REQUIRED ACTION:
Transcribe exactly the lines from the one holding "Target: evergreen tree" to the end of the data below, including both of those lines and no others.

■ ■ ■

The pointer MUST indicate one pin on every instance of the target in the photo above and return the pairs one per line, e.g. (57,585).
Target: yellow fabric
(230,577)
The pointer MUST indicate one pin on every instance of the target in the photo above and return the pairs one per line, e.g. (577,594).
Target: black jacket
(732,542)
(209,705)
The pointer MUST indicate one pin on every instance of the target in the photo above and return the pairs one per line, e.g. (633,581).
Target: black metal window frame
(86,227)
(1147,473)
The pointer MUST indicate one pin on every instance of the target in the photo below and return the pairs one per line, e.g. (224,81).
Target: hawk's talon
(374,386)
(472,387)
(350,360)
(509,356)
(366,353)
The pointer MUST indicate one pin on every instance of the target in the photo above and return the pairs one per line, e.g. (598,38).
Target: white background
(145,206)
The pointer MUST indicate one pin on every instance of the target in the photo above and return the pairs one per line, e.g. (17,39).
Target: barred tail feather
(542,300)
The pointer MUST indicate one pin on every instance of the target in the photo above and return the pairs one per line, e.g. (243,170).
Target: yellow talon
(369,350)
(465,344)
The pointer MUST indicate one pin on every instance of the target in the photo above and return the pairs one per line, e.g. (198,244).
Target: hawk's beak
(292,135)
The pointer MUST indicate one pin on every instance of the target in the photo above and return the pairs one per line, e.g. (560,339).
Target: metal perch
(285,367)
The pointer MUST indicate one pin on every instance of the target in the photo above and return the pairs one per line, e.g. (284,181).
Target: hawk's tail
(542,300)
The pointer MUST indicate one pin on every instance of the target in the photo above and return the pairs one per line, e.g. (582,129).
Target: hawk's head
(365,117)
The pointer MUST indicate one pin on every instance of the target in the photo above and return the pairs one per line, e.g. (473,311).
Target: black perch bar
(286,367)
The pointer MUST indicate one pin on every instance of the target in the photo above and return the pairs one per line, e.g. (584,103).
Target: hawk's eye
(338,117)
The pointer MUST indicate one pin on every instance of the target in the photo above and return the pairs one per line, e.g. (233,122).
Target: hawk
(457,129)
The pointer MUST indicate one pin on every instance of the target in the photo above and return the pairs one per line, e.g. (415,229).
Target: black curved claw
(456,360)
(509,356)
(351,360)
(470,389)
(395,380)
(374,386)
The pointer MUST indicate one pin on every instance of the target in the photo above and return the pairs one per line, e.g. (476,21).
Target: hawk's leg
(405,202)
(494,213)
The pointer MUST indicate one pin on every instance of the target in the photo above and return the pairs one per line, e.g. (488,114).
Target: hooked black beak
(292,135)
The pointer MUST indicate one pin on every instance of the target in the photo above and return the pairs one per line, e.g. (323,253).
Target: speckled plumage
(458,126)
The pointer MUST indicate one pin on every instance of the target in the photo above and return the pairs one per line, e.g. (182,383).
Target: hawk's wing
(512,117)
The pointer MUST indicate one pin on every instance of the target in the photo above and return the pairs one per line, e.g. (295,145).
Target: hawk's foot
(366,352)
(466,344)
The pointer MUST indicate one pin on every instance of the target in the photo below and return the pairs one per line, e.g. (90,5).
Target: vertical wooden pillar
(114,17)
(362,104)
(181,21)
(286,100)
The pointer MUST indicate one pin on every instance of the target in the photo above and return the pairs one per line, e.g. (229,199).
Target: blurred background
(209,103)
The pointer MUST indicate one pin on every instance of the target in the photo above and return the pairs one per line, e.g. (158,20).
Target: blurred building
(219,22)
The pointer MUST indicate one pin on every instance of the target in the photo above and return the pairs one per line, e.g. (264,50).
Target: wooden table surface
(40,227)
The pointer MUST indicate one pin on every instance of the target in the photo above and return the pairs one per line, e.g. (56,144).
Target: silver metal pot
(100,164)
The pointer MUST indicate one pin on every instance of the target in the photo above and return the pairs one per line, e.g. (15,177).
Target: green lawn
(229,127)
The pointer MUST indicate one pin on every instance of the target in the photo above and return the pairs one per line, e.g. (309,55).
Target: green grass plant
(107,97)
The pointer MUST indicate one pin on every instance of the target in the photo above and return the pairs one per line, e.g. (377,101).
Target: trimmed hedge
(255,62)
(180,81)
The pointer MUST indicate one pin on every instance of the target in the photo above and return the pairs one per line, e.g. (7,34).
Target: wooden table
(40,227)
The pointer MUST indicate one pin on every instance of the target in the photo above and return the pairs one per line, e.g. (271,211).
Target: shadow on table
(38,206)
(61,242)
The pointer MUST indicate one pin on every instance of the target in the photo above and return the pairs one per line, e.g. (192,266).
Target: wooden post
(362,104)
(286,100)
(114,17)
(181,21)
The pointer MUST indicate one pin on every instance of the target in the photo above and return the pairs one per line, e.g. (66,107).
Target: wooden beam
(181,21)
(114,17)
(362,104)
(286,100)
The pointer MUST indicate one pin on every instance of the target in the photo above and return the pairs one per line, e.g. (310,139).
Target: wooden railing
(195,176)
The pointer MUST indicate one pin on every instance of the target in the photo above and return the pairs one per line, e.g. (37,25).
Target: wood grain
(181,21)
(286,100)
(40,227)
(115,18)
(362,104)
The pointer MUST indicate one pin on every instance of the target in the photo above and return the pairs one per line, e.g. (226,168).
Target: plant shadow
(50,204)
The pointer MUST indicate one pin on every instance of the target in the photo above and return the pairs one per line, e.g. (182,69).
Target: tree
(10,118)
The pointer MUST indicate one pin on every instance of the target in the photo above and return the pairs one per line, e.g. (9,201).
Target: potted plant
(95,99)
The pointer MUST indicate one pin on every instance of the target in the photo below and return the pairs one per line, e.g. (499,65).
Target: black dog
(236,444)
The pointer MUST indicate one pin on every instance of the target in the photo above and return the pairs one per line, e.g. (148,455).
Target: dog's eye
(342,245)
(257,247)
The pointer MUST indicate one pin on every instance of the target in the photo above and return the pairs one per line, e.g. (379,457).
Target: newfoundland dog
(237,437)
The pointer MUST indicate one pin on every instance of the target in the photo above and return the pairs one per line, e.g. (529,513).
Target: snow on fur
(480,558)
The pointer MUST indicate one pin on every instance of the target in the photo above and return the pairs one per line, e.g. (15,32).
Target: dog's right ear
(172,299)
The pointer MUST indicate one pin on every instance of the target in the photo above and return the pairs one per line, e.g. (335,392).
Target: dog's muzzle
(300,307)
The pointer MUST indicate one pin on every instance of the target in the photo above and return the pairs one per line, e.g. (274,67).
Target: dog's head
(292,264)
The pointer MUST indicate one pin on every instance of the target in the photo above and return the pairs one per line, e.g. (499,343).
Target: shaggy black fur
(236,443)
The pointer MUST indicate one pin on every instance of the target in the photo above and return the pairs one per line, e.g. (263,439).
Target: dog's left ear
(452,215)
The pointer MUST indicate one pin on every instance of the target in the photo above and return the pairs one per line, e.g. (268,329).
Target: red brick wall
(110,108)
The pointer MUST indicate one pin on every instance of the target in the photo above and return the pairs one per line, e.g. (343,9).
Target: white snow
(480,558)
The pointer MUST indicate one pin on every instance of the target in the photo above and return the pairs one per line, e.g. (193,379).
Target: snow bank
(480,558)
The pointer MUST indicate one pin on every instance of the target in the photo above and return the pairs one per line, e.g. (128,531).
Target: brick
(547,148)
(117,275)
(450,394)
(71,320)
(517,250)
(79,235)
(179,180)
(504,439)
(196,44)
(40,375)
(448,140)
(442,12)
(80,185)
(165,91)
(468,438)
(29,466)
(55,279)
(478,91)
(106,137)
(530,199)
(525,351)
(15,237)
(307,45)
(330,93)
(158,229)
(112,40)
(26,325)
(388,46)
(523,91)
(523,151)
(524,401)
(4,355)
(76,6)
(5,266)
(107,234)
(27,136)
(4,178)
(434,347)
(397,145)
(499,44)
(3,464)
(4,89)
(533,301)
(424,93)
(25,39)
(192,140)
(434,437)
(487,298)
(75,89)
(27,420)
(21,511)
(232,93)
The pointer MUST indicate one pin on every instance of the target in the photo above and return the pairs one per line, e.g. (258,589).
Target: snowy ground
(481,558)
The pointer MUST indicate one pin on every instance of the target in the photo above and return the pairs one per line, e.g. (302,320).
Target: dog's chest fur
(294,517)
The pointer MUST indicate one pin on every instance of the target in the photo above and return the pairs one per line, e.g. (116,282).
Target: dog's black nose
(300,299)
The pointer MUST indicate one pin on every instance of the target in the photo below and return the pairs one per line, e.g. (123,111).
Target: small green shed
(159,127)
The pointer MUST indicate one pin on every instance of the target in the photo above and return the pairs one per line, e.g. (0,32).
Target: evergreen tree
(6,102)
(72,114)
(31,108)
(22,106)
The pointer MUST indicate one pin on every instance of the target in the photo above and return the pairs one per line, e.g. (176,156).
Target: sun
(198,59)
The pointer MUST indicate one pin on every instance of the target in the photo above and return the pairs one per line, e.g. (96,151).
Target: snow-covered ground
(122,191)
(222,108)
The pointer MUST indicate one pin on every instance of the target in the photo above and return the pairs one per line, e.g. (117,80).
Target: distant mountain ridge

■ ■ ■

RESPONSE TO THE TASK:
Target: evergreen tree
(6,102)
(72,114)
(31,108)
(22,106)
The pointer MUST indicate one pin on every instance of the target in the photo above and return the pairs one per line, e.g. (176,156).
Target: sun
(198,59)
The pointer MUST indicate one pin on every instance of the target in the photo above and return the pairs one per line, e.g. (96,151).
Target: snow-covered ground
(122,191)
(222,108)
The pointer MUST indicate one pin on every instance of the target in the photo above and return the pairs one per line, e.g. (117,80).
Target: distant mountain ridge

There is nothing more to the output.